-- Entries from an annotation dataset --
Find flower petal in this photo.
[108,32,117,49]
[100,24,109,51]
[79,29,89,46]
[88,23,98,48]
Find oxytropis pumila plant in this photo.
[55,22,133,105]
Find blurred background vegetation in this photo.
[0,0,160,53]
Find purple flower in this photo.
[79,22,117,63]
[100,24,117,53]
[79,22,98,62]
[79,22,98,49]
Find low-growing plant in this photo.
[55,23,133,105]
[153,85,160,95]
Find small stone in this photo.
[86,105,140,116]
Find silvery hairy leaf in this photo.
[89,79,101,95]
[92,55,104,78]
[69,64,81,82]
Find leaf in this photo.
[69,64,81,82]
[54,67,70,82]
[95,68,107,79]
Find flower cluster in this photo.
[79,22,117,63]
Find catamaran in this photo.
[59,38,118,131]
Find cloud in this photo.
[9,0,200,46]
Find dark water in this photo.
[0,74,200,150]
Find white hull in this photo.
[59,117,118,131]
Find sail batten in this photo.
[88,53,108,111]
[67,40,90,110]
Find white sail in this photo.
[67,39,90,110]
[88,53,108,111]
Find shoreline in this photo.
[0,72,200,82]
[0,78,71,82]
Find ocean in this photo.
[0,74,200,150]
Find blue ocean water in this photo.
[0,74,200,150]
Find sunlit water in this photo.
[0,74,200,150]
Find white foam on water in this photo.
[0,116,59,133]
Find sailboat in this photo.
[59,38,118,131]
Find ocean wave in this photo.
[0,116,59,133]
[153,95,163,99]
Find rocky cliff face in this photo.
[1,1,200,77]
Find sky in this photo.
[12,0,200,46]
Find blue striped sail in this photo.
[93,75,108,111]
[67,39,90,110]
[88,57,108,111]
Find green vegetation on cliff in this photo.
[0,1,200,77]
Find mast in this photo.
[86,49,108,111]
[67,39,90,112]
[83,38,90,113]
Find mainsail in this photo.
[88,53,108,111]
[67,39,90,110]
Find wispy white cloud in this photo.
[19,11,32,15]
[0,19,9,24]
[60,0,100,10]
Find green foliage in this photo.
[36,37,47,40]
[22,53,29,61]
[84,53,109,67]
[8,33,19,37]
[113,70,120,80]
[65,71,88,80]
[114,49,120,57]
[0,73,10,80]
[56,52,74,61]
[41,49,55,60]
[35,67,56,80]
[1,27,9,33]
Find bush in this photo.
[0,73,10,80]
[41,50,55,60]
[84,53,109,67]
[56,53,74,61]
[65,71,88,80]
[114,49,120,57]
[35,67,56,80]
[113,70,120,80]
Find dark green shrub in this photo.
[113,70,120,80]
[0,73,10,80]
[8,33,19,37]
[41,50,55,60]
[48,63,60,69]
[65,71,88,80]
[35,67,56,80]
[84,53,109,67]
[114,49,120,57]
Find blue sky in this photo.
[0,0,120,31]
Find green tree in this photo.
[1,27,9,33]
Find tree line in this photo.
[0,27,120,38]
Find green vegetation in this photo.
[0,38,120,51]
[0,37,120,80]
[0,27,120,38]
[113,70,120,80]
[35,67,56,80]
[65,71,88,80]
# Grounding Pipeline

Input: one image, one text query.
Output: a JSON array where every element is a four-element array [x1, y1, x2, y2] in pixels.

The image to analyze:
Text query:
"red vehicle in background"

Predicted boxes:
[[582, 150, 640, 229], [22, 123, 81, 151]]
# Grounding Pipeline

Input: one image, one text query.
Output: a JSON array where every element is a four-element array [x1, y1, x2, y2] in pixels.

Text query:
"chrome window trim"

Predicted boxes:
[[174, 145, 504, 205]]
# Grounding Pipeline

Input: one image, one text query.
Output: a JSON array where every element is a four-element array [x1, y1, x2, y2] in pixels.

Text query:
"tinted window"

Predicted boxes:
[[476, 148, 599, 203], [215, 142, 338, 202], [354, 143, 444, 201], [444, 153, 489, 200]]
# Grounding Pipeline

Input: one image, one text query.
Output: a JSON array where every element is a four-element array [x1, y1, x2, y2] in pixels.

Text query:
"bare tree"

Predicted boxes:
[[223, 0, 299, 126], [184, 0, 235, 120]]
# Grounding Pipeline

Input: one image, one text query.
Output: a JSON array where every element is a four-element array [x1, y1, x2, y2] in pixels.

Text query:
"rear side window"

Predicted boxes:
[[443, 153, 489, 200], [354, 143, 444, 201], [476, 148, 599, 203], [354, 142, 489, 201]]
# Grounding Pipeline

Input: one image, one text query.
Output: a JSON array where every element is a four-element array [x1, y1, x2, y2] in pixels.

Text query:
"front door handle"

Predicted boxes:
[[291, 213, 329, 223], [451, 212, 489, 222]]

-- Written problem --
Express the data from its start through the line containing "[86,105,140,116]" as a two-column CSV with the headers text and answer. Each row should pair a piece of text with its answer, with every field quoted and any line breaks turned into spaces.

-- Response to the exercise --
text,answer
"Find flower petal in this photo.","[108,32,117,49] [100,24,109,51] [79,29,89,46] [88,23,98,48]"
"Find oxytropis pumila plant in this photo.","[55,22,133,105]"
"Find blurred background vegetation in this photo.","[0,0,160,53]"
"Find purple flower in this photo.","[79,22,117,63] [100,24,117,53] [79,22,98,62] [79,22,98,49]"
"Find low-growing plant in this photo.","[55,23,133,105] [153,85,160,95]"
"Find small stone in this photo.","[86,105,140,116]"